Hive training : Spark Databox

As part of this section, we will see how to set up the Hive in the Cloudera distribution. We will also understand important concepts related to Hive.

Setup Hive and Impala
Validating Hive and Impala
Components and Properties of Hive
Troubleshooting Hive issues
Hive Commands and Queries – Overview
Different Query Engines
Components and Properties of Impala
Running Queries using Impala – Overview

Hive QL is an abstraction over Map Reduce like Pig and interface is more similar to SQL. Impala is also a Query Engine but instead of Map Reduce it uses different approach while processing data by running queries. We can accelerate the application development in Hadoop ecosystem using hive by writing queries which will generate Map Reduce code to process data.

Cluster Topology

We are setting up the cluster on 7+1 nodes. We start with 7 nodes and then we will add one more node later.

Gateway(s) and Management Service
- bigdataserver-1
Masters
- bigdataserver-2
  - Zookeeper
  - Active/Standby Namenode
- bigdataserver-3
  - Zookeeper
  - Active/Standby Namenode
  - Active/Standby Resource Manager
  - Impala State Store
- bigdataserver-4
  - Zookeeper
  - Active/Standby Resource Manager
  - Job History Server
  - Spark History Server
  - Hive Server and Hive Metastore
  - Impala Catalog
Slaves or Worker Nodes
- bigdataserver-5 – Datanode, Node Manager, Impala Daemon
- bigdataserver-6 – Datanode, Node Manager, Impala Daemon
- bigdataserver-7 – Datanode, Node Manager, Impala Daemon

Learning Process

We need to follow the standard process while setting up any software.

Downloading and Installing – already taken care as part of adding hosts to the cluster.
Configuration – we need to understand architecture and plan for the configuration.
- Hive has three components – DDL or Physical Modeling, Copying data (Load and Insert) and Querying data (Hive QL).
- Configure Hive meta store server – Setup Database or use an existing database (MySql database is already created in the previous step.)
- Configuration Files – hive-site.xml and .hiverc
- Impala have both masters and slave components as it does not use map reduce. Impala State Store and Impala Catalog Server are master components while Impala Daemons (impalad) are slaves.

(RECORD LIST)
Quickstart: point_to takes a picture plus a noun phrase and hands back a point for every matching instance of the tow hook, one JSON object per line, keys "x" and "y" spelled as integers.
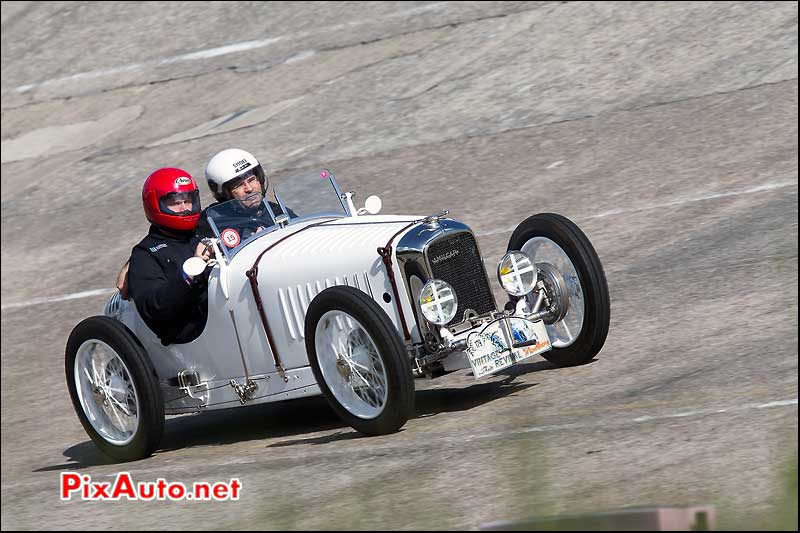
...
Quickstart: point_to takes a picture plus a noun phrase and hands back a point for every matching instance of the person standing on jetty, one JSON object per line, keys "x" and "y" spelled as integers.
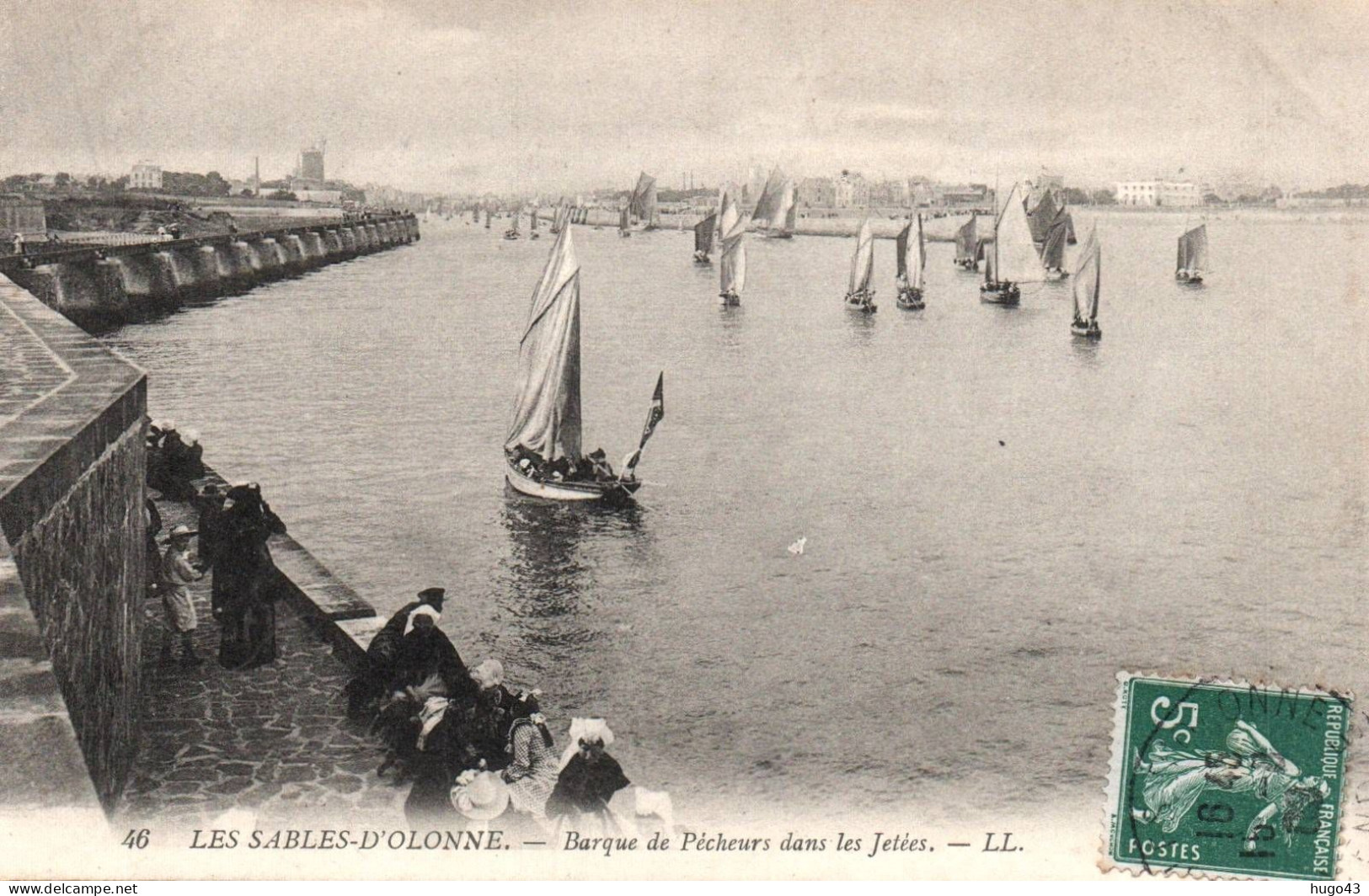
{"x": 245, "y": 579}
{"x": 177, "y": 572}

(EXERCISES TO COMPLETE)
(1) According to the Hive training page, which Impala components are the master components?
(2) Reproduce word for word the part of the Hive training page that opens with the words containing "- Configuration Files" and closes with "(impalad) are slaves.".
You can leave the items out of your work here.

(RESPONSE LIST)
(1) Impala State Store and Impala Catalog Server.

(2)
- Configuration Files – hive-site.xml and .hiverc
- Impala have both masters and slave components as it does not use map reduce. Impala State Store and Impala Catalog Server are master components while Impala Daemons (impalad) are slaves.